— START Provided information —
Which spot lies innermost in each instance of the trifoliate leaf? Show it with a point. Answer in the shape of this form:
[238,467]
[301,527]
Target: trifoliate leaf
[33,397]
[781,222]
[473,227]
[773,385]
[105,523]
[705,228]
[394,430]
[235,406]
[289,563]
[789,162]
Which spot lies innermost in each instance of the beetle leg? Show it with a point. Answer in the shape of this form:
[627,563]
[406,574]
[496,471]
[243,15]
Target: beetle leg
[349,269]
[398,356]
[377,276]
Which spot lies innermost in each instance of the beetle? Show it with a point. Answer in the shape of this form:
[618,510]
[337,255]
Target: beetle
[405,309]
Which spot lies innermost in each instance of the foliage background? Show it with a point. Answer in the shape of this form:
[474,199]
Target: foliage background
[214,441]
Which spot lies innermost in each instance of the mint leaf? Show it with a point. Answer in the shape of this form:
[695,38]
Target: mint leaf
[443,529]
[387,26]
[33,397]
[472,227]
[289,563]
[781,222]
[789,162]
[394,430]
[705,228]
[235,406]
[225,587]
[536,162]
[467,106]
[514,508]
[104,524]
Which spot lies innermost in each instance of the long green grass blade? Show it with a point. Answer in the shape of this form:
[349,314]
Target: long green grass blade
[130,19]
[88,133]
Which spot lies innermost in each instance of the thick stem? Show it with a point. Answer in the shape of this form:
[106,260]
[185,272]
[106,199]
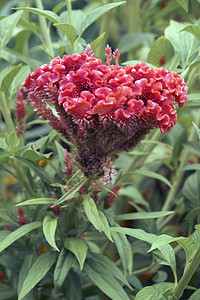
— END Provided information —
§ Goal
Extract the listing lines verbatim, from the line that contains "Which spot lies innermost in each instance of the thick" through the end of the listing, with both ends included. Leave the pictures out of your answer.

§ Written response
Which spot lies innermost in each instance of the thick stem? Show it with a point. Answer in the shape of this form:
[106,260]
[185,272]
[106,199]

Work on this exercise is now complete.